● **WHAT IS EXPECTED**
Please copy each line in the records below that contains the string "window".

● **DATASET EXCERPTS**
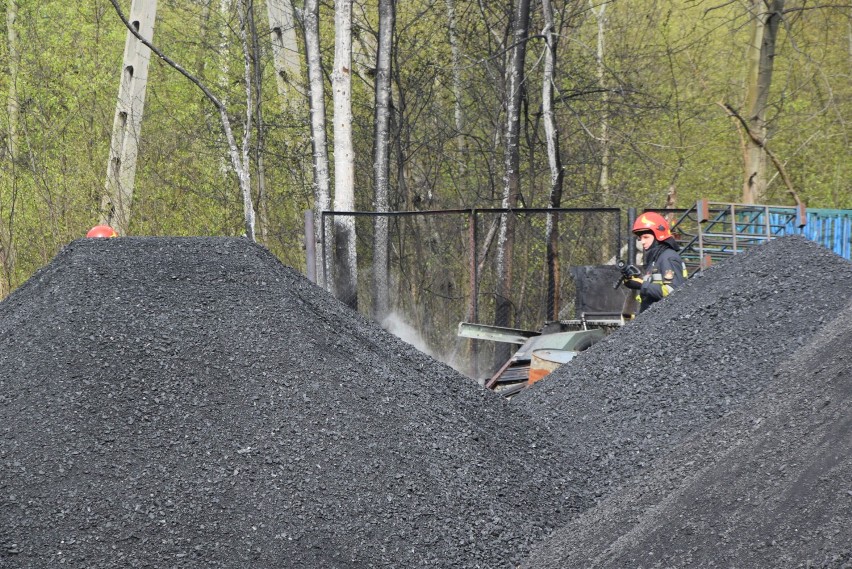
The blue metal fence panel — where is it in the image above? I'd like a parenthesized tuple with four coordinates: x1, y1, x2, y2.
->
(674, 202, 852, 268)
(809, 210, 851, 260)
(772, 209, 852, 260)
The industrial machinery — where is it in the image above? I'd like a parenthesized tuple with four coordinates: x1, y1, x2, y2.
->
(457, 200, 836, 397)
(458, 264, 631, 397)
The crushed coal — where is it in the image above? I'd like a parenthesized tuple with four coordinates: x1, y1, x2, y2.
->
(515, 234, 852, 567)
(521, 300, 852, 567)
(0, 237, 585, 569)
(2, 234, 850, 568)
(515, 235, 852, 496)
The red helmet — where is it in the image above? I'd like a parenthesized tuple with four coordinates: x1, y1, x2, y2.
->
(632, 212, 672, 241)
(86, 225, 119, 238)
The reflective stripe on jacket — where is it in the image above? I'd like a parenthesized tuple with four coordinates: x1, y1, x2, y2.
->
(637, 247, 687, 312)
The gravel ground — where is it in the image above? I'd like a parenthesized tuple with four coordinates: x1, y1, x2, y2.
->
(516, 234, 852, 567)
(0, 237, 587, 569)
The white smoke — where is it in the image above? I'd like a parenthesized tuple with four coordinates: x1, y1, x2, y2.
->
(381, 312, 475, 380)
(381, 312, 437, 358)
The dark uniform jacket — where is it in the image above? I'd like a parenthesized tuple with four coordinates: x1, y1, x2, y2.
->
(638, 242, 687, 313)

* * *

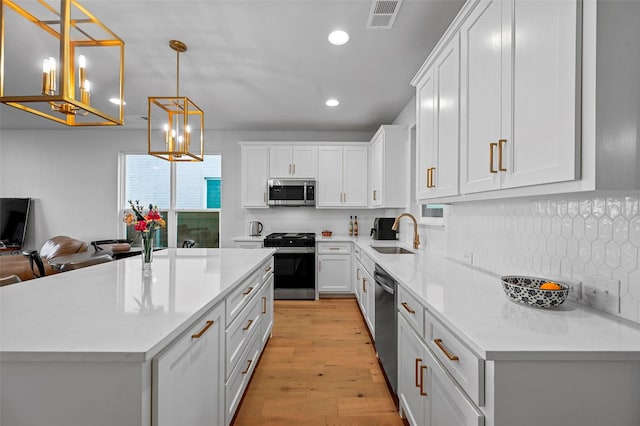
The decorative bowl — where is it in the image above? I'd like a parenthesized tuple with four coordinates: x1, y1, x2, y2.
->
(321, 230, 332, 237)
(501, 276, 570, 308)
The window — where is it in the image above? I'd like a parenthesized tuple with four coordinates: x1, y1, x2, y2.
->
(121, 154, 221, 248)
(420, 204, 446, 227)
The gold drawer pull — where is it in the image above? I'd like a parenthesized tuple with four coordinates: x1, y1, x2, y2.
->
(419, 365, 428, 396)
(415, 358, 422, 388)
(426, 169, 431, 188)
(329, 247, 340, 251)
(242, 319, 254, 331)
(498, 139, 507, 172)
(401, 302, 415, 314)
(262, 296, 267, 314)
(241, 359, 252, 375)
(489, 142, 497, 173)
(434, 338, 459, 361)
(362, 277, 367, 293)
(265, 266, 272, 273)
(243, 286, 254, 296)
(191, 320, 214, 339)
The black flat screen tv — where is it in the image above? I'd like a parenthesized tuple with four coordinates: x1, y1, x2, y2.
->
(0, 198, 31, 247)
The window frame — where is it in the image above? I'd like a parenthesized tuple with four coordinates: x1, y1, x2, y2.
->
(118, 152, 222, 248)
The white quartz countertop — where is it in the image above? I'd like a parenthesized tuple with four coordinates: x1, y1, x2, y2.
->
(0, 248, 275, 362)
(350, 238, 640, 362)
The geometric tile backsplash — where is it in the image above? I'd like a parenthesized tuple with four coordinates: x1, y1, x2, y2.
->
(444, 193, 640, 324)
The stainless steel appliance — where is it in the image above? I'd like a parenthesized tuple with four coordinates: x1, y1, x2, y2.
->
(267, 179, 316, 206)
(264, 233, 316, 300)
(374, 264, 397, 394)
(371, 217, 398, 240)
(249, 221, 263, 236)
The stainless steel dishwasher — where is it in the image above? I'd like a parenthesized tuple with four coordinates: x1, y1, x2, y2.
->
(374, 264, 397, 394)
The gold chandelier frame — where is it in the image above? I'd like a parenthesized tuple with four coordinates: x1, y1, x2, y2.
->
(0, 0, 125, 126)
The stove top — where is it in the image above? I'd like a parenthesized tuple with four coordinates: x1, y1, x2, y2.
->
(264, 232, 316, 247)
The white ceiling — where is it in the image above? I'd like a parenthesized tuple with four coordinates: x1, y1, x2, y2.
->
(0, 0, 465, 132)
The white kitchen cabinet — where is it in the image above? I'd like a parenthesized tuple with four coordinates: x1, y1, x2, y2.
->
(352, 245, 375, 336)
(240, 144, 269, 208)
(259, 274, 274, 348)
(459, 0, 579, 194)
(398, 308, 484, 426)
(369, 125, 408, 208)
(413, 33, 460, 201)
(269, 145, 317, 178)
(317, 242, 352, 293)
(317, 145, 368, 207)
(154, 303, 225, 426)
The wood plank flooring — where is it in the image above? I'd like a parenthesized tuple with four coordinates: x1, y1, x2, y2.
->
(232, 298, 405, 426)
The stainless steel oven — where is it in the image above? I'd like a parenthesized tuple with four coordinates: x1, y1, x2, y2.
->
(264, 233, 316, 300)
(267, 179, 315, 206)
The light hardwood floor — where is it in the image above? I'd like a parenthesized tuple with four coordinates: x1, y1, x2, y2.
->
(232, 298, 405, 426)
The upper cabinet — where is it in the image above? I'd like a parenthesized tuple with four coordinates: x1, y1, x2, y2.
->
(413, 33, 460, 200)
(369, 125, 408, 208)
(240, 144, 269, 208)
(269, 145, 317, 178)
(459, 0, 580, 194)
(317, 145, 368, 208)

● **RESULT**
The window — where is it in the image above? I'd like a parenthesized tuple with four coordinates: x1, y1, x2, y2.
The window frame — where is it in the image above? I'd like a parenthesized tuple with four coordinates: x1, y1, x2, y2.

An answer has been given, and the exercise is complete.